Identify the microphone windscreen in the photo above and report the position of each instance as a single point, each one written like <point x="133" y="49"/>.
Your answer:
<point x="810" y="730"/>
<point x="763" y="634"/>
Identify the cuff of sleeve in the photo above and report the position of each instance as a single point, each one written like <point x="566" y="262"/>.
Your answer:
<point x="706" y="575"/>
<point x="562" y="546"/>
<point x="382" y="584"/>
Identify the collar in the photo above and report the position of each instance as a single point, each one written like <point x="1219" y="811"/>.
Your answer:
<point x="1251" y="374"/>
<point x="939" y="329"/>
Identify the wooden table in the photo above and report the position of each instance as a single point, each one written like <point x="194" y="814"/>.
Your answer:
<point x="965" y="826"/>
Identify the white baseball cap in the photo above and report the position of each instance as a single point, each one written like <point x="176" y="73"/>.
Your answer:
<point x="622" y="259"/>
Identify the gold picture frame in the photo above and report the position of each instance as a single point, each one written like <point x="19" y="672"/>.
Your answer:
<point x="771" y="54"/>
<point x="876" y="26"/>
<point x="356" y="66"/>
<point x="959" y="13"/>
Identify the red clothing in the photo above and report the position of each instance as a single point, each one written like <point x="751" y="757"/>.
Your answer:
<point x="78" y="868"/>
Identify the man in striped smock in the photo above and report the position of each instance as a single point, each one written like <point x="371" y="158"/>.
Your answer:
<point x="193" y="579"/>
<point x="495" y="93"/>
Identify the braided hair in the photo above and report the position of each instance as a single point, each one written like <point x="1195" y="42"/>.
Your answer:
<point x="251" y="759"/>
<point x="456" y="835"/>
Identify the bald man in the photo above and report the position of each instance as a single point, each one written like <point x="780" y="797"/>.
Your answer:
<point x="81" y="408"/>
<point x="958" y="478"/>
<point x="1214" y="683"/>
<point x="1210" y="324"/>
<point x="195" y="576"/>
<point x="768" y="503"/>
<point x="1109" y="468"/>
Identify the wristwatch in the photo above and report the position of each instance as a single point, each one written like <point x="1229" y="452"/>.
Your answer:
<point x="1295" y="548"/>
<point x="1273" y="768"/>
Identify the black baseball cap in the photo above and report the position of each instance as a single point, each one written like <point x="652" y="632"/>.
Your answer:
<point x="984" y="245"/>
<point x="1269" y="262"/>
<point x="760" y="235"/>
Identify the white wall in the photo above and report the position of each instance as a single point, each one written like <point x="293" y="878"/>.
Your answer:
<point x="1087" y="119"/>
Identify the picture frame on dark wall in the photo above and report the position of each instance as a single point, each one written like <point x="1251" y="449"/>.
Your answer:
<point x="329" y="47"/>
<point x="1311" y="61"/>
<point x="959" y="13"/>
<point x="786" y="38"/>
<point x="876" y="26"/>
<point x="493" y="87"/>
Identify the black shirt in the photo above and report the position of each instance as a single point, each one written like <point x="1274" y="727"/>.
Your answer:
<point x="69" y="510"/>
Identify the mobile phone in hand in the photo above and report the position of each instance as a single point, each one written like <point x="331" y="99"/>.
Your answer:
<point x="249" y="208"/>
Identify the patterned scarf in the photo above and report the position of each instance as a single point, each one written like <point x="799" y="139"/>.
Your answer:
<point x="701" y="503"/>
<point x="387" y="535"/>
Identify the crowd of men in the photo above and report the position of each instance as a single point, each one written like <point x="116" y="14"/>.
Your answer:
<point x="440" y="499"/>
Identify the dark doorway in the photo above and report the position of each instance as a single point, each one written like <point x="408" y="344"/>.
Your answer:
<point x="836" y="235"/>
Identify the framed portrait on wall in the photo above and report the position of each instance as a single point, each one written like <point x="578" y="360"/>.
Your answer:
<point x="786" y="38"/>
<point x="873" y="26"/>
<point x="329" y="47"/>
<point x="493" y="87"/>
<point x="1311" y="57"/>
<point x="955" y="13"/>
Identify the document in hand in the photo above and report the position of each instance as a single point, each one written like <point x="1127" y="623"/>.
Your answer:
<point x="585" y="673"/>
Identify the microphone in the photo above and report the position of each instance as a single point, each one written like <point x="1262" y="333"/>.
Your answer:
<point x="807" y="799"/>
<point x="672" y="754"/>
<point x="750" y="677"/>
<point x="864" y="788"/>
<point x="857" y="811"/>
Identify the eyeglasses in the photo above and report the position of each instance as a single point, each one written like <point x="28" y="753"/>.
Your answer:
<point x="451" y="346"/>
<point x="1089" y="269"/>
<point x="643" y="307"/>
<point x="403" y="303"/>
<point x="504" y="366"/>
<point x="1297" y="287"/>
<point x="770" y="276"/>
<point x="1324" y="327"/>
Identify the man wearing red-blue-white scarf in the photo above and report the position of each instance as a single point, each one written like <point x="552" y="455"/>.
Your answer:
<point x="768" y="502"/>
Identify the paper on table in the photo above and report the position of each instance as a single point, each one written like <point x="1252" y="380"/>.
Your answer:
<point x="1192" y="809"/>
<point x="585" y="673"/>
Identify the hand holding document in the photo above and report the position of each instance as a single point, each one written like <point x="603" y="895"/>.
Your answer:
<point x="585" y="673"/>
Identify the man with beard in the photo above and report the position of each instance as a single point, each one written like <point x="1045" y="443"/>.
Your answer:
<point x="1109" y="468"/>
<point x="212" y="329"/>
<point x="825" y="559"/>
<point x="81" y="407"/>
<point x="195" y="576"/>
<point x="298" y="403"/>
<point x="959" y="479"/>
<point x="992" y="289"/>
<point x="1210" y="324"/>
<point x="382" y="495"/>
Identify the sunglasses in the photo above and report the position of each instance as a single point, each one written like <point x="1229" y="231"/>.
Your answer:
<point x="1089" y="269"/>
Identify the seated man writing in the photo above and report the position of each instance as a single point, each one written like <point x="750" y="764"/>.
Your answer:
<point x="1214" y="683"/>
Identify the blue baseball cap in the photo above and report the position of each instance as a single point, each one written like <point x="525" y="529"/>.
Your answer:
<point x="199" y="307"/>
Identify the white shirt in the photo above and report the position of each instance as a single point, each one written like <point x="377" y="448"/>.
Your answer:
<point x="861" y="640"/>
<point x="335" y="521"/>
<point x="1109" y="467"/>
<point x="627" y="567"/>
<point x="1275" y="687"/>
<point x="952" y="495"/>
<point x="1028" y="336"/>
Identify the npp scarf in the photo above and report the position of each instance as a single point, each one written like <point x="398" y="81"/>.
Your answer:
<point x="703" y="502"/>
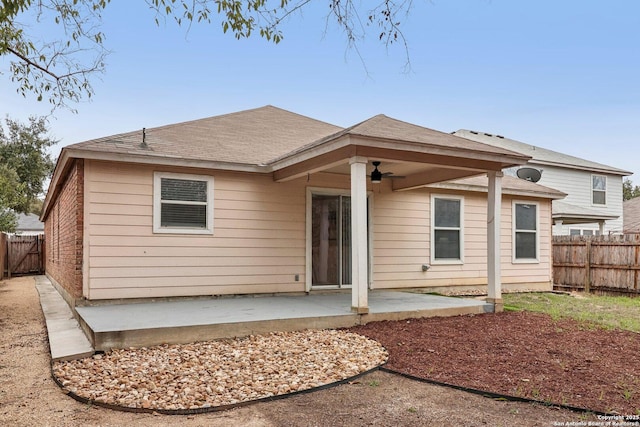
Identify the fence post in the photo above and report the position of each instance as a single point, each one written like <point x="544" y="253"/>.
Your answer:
<point x="587" y="267"/>
<point x="3" y="253"/>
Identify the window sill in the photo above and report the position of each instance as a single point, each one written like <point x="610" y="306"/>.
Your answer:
<point x="182" y="231"/>
<point x="525" y="261"/>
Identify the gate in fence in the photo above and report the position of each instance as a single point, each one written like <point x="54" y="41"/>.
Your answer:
<point x="21" y="255"/>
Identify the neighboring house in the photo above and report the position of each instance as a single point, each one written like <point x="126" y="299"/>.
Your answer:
<point x="29" y="225"/>
<point x="631" y="209"/>
<point x="267" y="201"/>
<point x="594" y="191"/>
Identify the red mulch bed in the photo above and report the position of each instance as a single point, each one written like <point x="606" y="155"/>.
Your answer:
<point x="519" y="354"/>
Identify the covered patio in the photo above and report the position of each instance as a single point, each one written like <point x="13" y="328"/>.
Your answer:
<point x="202" y="319"/>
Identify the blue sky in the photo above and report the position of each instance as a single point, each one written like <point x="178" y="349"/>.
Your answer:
<point x="563" y="75"/>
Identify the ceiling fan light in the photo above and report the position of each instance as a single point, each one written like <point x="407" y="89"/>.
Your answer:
<point x="376" y="176"/>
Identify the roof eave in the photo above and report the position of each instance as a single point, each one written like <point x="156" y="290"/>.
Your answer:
<point x="506" y="160"/>
<point x="509" y="191"/>
<point x="618" y="172"/>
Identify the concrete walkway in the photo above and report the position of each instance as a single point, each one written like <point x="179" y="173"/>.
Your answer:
<point x="201" y="319"/>
<point x="66" y="340"/>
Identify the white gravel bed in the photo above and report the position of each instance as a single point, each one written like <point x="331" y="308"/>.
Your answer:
<point x="217" y="373"/>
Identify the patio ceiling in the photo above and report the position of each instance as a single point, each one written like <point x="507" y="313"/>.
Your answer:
<point x="413" y="166"/>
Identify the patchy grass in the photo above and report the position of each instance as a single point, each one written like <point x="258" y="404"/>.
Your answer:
<point x="604" y="311"/>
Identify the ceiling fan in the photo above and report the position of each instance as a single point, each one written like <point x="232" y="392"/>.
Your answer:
<point x="376" y="175"/>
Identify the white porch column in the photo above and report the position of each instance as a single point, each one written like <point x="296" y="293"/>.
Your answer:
<point x="494" y="205"/>
<point x="359" y="250"/>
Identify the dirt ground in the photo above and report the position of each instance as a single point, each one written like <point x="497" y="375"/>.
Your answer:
<point x="29" y="397"/>
<point x="520" y="354"/>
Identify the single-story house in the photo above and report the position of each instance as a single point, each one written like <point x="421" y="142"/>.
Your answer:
<point x="267" y="201"/>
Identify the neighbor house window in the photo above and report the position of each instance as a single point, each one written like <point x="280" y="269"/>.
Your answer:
<point x="599" y="189"/>
<point x="525" y="231"/>
<point x="446" y="226"/>
<point x="182" y="203"/>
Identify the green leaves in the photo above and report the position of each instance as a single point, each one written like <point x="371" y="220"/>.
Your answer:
<point x="60" y="69"/>
<point x="25" y="163"/>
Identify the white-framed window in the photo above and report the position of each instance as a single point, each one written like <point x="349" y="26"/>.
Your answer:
<point x="583" y="232"/>
<point x="182" y="203"/>
<point x="598" y="189"/>
<point x="447" y="231"/>
<point x="526" y="224"/>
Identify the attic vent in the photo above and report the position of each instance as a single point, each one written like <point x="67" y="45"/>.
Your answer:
<point x="144" y="138"/>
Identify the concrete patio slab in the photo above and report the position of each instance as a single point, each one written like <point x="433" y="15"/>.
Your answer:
<point x="66" y="340"/>
<point x="145" y="324"/>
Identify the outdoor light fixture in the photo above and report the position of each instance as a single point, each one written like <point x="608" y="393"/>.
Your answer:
<point x="376" y="175"/>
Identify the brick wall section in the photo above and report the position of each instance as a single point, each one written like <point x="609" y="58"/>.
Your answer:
<point x="64" y="232"/>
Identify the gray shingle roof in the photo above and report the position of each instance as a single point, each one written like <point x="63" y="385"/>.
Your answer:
<point x="247" y="137"/>
<point x="384" y="127"/>
<point x="539" y="154"/>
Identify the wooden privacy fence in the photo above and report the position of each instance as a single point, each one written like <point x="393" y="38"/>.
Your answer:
<point x="598" y="264"/>
<point x="21" y="255"/>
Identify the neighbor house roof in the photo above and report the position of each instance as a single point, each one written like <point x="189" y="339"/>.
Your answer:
<point x="631" y="215"/>
<point x="540" y="155"/>
<point x="573" y="214"/>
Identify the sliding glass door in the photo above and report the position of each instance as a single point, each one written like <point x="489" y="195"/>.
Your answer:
<point x="331" y="240"/>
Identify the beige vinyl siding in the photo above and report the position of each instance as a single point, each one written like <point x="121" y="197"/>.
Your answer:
<point x="578" y="186"/>
<point x="259" y="239"/>
<point x="258" y="244"/>
<point x="401" y="244"/>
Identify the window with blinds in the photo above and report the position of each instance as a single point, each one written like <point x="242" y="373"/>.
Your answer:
<point x="446" y="229"/>
<point x="525" y="232"/>
<point x="183" y="203"/>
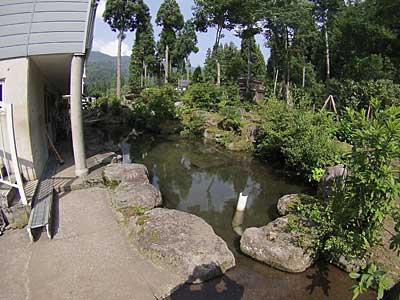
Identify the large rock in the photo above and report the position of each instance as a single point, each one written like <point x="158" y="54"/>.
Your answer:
<point x="183" y="242"/>
<point x="131" y="173"/>
<point x="278" y="248"/>
<point x="333" y="176"/>
<point x="129" y="197"/>
<point x="287" y="203"/>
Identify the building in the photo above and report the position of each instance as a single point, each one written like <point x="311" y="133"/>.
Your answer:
<point x="43" y="47"/>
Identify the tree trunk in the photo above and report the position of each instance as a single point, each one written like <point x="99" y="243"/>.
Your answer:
<point x="327" y="51"/>
<point x="287" y="79"/>
<point x="120" y="38"/>
<point x="218" y="73"/>
<point x="166" y="67"/>
<point x="187" y="68"/>
<point x="216" y="45"/>
<point x="248" y="67"/>
<point x="145" y="74"/>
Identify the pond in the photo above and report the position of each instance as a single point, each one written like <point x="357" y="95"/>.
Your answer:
<point x="206" y="180"/>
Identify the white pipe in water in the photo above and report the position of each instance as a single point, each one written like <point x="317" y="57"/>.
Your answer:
<point x="241" y="206"/>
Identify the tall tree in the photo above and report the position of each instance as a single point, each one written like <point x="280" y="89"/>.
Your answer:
<point x="252" y="54"/>
<point x="325" y="12"/>
<point x="143" y="58"/>
<point x="120" y="15"/>
<point x="169" y="16"/>
<point x="283" y="19"/>
<point x="218" y="14"/>
<point x="186" y="44"/>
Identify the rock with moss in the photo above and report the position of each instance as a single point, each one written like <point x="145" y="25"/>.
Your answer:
<point x="349" y="264"/>
<point x="279" y="247"/>
<point x="183" y="242"/>
<point x="114" y="174"/>
<point x="286" y="204"/>
<point x="129" y="197"/>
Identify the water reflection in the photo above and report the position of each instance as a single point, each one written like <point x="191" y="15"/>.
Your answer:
<point x="206" y="181"/>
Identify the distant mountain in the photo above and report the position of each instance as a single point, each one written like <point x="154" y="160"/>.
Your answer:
<point x="101" y="70"/>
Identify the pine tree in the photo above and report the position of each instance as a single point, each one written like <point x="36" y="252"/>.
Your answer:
<point x="169" y="16"/>
<point x="121" y="16"/>
<point x="143" y="60"/>
<point x="257" y="62"/>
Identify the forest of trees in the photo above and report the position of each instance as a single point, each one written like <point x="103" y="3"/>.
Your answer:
<point x="317" y="46"/>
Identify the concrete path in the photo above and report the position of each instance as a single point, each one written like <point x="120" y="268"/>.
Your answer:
<point x="89" y="258"/>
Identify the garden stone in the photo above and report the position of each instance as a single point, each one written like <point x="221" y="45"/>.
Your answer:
<point x="332" y="176"/>
<point x="128" y="195"/>
<point x="131" y="173"/>
<point x="349" y="264"/>
<point x="253" y="133"/>
<point x="286" y="204"/>
<point x="183" y="242"/>
<point x="278" y="248"/>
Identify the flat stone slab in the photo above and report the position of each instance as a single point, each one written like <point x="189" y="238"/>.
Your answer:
<point x="131" y="173"/>
<point x="141" y="196"/>
<point x="183" y="242"/>
<point x="274" y="246"/>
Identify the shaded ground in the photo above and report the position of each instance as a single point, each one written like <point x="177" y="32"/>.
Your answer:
<point x="89" y="257"/>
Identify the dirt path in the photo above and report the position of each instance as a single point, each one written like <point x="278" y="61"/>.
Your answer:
<point x="89" y="258"/>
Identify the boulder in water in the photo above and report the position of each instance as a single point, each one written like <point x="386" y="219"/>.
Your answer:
<point x="183" y="242"/>
<point x="275" y="246"/>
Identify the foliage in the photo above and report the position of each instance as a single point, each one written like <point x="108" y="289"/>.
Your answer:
<point x="186" y="43"/>
<point x="371" y="277"/>
<point x="120" y="15"/>
<point x="169" y="16"/>
<point x="351" y="220"/>
<point x="154" y="107"/>
<point x="194" y="127"/>
<point x="209" y="96"/>
<point x="305" y="140"/>
<point x="143" y="51"/>
<point x="357" y="95"/>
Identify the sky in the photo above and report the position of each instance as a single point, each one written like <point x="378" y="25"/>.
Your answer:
<point x="105" y="40"/>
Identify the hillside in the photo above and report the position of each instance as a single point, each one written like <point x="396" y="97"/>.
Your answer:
<point x="101" y="70"/>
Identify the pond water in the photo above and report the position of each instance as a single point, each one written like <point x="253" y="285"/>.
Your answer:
<point x="206" y="180"/>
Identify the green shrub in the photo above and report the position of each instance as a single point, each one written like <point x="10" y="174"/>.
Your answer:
<point x="210" y="97"/>
<point x="154" y="107"/>
<point x="357" y="95"/>
<point x="305" y="140"/>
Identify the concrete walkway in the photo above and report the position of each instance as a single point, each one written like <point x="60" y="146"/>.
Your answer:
<point x="89" y="258"/>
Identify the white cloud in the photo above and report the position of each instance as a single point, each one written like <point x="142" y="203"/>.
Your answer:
<point x="110" y="48"/>
<point x="100" y="9"/>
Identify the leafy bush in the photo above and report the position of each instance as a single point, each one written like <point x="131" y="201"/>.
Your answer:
<point x="305" y="140"/>
<point x="371" y="277"/>
<point x="351" y="220"/>
<point x="194" y="127"/>
<point x="210" y="97"/>
<point x="357" y="95"/>
<point x="154" y="107"/>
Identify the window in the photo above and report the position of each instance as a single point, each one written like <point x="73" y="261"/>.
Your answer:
<point x="2" y="96"/>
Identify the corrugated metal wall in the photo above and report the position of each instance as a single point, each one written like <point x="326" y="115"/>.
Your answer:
<point x="34" y="27"/>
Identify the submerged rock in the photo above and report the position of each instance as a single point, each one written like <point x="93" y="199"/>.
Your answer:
<point x="183" y="242"/>
<point x="130" y="197"/>
<point x="274" y="246"/>
<point x="132" y="173"/>
<point x="349" y="264"/>
<point x="286" y="204"/>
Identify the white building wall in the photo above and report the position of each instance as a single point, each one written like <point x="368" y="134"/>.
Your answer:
<point x="24" y="88"/>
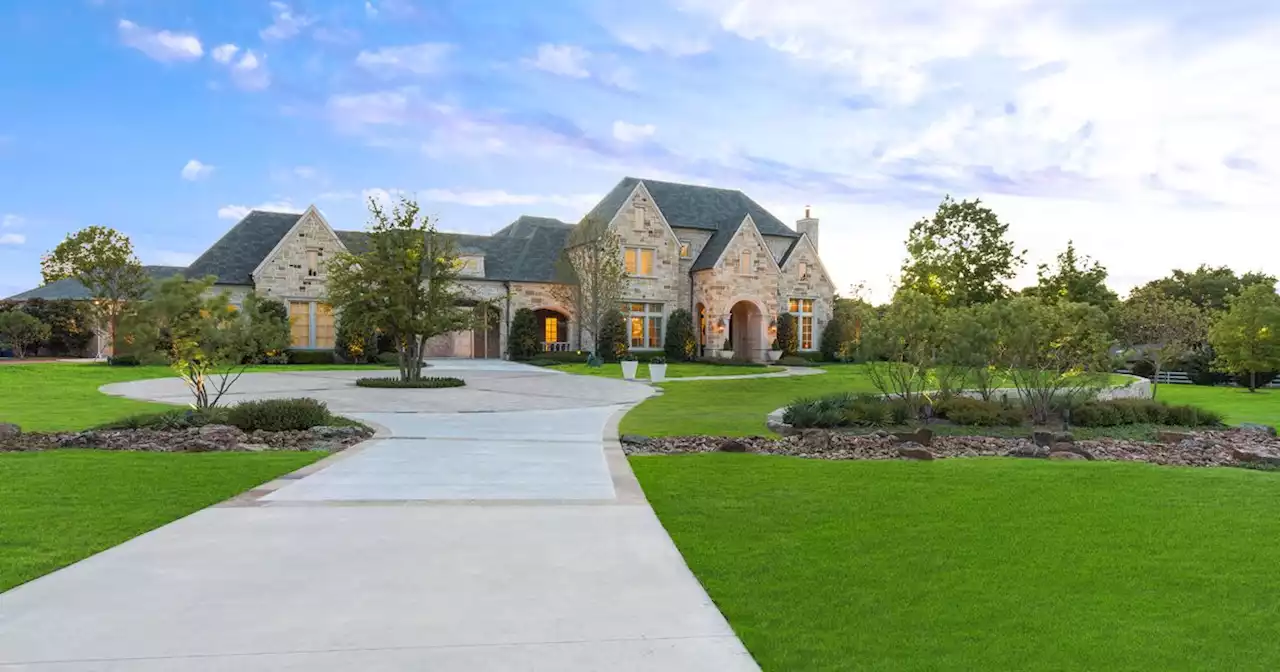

•••••

Pick out each line in the listing above that contains the string "shirt" and copy those lines in full.

» SOLUTION:
Identify the black shirt in the photo above and report the position of each instance as a single point, each one written like <point x="1274" y="727"/>.
Identify the white shirt in the photo above and report the position of each instance as a single point, each one written like <point x="377" y="448"/>.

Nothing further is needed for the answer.